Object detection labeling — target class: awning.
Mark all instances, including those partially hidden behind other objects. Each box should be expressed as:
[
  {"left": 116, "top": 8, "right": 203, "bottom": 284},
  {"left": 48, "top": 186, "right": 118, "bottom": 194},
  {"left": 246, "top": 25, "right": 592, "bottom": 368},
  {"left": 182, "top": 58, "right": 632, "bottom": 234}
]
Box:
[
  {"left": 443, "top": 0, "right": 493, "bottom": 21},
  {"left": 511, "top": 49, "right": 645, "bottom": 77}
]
***
### Task details:
Copy every entry exactly. Leave nothing out.

### Answer section:
Object detection labeling — target class: awning.
Mark all instances, including those partially hidden behind other objects. Each box should be expressed as:
[
  {"left": 116, "top": 8, "right": 203, "bottom": 284},
  {"left": 48, "top": 186, "right": 118, "bottom": 194},
  {"left": 246, "top": 25, "right": 592, "bottom": 368},
  {"left": 182, "top": 58, "right": 632, "bottom": 234}
]
Box:
[
  {"left": 443, "top": 0, "right": 493, "bottom": 21},
  {"left": 511, "top": 49, "right": 645, "bottom": 77}
]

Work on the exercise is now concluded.